## Short problem
In the records below, substitute "maple leaf" for every occurrence of "green leaf" and give them again with nothing else changed.

## Data provided
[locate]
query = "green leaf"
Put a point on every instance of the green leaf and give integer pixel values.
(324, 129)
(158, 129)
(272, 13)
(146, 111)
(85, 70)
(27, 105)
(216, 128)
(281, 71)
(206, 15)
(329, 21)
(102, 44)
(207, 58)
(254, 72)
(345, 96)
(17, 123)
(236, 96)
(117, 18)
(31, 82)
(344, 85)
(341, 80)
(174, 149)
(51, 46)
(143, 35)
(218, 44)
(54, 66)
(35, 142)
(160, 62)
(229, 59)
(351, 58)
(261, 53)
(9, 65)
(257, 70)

## Exercise response
[locate]
query = "maple leaf"
Put a point on every instance of the maple leaf and give integer pixel values.
(324, 129)
(158, 129)
(272, 13)
(146, 111)
(85, 70)
(27, 105)
(216, 128)
(281, 71)
(206, 15)
(329, 21)
(102, 44)
(207, 58)
(254, 72)
(345, 96)
(17, 123)
(236, 96)
(117, 18)
(31, 82)
(344, 85)
(341, 80)
(174, 149)
(51, 46)
(143, 35)
(218, 44)
(54, 66)
(35, 142)
(160, 62)
(229, 59)
(351, 58)
(261, 53)
(9, 65)
(257, 70)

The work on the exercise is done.